* **Goal of the exercise**
Would you count the lines of the listing that carry the word "green"? Give only the resulting number.

* **Source material**
[Start of Attachment]
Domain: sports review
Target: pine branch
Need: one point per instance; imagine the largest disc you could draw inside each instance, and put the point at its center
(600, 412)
[End of Attachment]
[Start of Attachment]
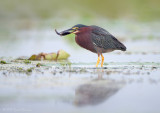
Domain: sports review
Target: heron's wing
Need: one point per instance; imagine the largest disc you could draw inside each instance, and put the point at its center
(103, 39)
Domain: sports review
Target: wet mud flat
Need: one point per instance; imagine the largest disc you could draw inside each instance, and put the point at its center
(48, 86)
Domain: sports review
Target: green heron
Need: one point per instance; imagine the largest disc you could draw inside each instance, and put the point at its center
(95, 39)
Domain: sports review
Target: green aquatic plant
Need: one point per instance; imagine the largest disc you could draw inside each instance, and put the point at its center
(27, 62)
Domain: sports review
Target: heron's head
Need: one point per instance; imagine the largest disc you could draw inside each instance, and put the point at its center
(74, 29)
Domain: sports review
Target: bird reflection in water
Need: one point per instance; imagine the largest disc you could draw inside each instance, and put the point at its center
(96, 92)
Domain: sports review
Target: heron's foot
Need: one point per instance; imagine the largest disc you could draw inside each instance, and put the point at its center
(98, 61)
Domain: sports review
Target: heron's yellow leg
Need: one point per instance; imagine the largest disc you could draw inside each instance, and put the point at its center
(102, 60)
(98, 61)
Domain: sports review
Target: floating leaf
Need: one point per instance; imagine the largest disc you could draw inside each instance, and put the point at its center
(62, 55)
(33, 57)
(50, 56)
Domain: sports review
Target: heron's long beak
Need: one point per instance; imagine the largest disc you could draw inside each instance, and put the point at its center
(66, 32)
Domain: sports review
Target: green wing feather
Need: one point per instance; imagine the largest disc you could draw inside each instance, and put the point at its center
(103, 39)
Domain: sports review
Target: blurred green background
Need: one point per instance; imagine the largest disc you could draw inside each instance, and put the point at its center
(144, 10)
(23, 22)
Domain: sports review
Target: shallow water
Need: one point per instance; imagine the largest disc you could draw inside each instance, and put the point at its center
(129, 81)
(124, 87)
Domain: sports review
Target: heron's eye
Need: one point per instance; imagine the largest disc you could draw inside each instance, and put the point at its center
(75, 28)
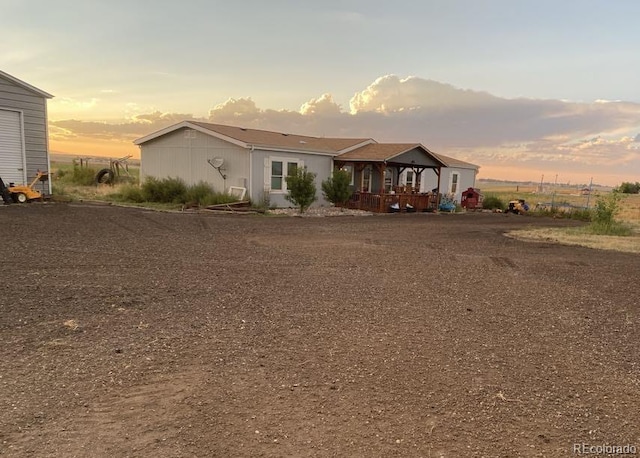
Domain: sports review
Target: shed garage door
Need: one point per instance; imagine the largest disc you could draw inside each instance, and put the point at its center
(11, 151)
[End of Attachment]
[Start of Attachment]
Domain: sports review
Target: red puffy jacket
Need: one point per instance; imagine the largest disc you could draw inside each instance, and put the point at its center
[End of Attachment]
* **Result of this exercise**
4